▶ _Supplied information_

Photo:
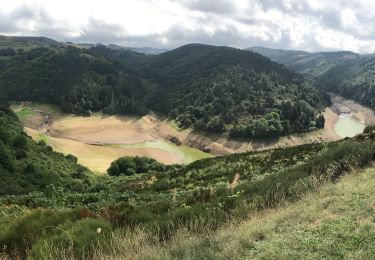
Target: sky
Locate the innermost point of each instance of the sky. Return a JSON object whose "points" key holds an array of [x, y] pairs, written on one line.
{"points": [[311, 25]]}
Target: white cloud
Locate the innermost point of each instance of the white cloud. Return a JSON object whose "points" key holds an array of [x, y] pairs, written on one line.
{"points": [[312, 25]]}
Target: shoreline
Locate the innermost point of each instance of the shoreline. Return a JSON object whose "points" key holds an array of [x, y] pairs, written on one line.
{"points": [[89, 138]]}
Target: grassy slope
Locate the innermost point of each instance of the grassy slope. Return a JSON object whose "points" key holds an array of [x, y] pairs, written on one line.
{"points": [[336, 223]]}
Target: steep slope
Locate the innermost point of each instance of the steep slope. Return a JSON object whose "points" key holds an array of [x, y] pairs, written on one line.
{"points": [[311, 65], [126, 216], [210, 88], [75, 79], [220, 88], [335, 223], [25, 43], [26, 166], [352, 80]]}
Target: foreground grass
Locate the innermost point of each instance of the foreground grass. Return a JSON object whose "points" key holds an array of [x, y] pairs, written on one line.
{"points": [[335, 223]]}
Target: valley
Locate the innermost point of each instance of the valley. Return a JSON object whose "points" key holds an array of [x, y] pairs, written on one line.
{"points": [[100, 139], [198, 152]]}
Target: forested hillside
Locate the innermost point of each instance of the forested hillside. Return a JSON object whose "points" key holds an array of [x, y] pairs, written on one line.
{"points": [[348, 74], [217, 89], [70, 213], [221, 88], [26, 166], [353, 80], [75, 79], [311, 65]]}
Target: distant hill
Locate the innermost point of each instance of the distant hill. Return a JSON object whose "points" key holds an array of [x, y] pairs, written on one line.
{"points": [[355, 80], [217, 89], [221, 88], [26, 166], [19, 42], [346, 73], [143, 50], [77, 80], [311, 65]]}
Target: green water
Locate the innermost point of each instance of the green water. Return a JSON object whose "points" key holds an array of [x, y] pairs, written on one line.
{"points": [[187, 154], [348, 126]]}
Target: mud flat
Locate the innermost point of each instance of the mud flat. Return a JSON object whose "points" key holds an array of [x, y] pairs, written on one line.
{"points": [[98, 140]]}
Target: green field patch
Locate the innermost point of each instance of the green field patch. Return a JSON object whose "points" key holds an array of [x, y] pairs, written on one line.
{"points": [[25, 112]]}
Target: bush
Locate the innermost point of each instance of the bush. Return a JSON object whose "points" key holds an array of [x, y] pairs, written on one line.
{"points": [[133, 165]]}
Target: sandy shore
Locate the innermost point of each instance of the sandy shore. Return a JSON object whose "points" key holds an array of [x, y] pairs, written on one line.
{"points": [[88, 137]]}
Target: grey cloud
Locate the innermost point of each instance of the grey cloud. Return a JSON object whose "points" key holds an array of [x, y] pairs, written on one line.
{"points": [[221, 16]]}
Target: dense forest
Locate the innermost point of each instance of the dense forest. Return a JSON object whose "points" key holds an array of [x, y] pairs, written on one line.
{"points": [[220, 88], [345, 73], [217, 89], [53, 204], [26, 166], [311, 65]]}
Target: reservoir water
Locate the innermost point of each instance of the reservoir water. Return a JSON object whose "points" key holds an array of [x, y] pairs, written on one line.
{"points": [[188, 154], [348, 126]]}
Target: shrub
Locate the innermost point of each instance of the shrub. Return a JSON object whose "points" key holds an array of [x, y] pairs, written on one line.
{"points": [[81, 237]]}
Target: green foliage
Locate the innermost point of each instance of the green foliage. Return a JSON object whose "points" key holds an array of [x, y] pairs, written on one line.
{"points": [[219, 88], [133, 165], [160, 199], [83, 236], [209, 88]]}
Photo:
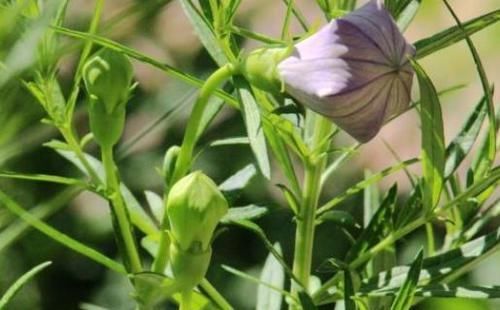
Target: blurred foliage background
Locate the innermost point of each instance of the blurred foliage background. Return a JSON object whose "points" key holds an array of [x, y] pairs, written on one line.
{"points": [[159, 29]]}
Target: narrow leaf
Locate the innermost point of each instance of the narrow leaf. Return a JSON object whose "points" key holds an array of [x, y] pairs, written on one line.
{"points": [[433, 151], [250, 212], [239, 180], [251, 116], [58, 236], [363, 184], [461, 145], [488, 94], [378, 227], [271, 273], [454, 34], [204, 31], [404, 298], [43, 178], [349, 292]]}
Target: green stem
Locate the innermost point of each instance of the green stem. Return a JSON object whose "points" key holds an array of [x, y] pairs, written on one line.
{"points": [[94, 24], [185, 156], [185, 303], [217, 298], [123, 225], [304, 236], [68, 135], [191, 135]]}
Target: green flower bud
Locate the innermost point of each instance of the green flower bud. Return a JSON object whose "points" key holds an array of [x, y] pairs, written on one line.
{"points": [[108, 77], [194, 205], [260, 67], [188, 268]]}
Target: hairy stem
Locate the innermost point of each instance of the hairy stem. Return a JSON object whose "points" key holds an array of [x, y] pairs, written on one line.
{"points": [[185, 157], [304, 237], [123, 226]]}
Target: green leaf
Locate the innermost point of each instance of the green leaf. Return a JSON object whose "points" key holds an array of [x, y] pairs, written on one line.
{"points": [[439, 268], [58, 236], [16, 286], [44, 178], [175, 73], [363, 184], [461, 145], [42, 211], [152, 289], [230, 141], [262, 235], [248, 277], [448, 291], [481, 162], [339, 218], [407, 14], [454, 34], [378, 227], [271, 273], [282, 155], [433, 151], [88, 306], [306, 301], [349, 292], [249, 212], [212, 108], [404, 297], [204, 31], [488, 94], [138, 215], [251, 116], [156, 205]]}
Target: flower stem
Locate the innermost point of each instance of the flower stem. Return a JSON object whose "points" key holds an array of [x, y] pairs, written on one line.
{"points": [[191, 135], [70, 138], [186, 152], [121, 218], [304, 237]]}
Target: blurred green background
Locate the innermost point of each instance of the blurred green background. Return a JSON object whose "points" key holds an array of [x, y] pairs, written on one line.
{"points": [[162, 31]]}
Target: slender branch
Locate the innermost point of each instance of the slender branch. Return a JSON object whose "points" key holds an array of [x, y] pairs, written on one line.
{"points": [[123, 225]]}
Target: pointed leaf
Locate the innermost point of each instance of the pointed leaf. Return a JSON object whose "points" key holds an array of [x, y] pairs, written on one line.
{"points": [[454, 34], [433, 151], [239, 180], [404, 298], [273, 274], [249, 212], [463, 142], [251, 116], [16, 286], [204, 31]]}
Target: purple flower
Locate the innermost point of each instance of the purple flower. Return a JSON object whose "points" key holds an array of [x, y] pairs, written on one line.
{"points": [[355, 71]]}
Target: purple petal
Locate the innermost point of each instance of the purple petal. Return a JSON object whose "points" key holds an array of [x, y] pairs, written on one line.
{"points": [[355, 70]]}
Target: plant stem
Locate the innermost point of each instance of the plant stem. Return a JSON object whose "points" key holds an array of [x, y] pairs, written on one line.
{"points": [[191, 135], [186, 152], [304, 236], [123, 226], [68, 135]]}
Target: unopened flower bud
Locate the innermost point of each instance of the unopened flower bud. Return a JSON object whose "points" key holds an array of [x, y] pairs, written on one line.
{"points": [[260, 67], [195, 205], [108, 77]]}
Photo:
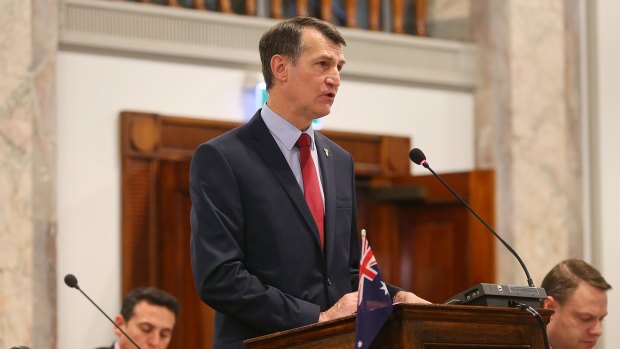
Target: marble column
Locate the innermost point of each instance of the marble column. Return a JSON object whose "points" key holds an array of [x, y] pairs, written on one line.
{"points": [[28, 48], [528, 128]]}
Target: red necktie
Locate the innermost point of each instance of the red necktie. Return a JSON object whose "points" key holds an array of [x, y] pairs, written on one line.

▶ _Work to complete_
The required output is every line above from the one with "Locate the innermost point of each instance of the green flower" down to the one with "Target: slender branch", restated word for word, ends included.

▶ _Solution_
Locate the innermost point of each instance of the green flower bud. Return a JSON object whose "points" key holds an array of [x, y] pairs, written on one line.
{"points": [[108, 77], [194, 205], [260, 67], [188, 268]]}
Target: hairy stem
Locate the innermost point of each instance of the hairy stem. Return a JSON object whose "points" key holds an array of [x, y] pairs, written on one line.
{"points": [[185, 157], [304, 237], [123, 226]]}
Target: green leaf
Locate the innermost point of each instance of the green leaf. Return a JSON object whose "points" key holds an array of [x, y] pairs, written on one line.
{"points": [[439, 268], [58, 236], [16, 286], [44, 178], [175, 73], [363, 184], [461, 145], [42, 211], [152, 289], [230, 141], [262, 235], [248, 277], [448, 291], [481, 162], [339, 218], [407, 14], [454, 34], [378, 227], [271, 273], [282, 155], [433, 151], [88, 306], [306, 301], [349, 292], [249, 212], [212, 108], [404, 297], [204, 31], [488, 94], [138, 215], [251, 116], [156, 205]]}
Target: flower stem
Locate the innermost point of each instance of the flower stem. Return a JSON object whose "points" key holds an array of [x, y] pairs, written on one line.
{"points": [[191, 135], [70, 138], [186, 152], [121, 218], [304, 237]]}
Target: blurred green background
Locate the innermost point of each instance of the blurred green background. Return a JSON object whose "points" key holds an array of [x, y] pairs, written on one line.
{"points": [[162, 31]]}
Target: slender branch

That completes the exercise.